— Exercise prompt —
The string "query" appears in some lines of the entries that follow; copy each such line.
[Start of section]
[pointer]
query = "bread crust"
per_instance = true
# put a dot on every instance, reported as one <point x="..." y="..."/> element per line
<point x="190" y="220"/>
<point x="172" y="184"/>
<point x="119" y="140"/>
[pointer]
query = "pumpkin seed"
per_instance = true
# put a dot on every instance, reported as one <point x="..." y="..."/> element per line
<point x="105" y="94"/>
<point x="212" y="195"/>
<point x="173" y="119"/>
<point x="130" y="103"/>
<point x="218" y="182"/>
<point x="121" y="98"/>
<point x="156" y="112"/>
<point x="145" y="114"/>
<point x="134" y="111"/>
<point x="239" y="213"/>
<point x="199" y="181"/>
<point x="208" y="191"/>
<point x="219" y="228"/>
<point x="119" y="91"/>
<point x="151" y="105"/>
[End of section]
— Response area —
query = "bread crust"
query = "pumpkin seed"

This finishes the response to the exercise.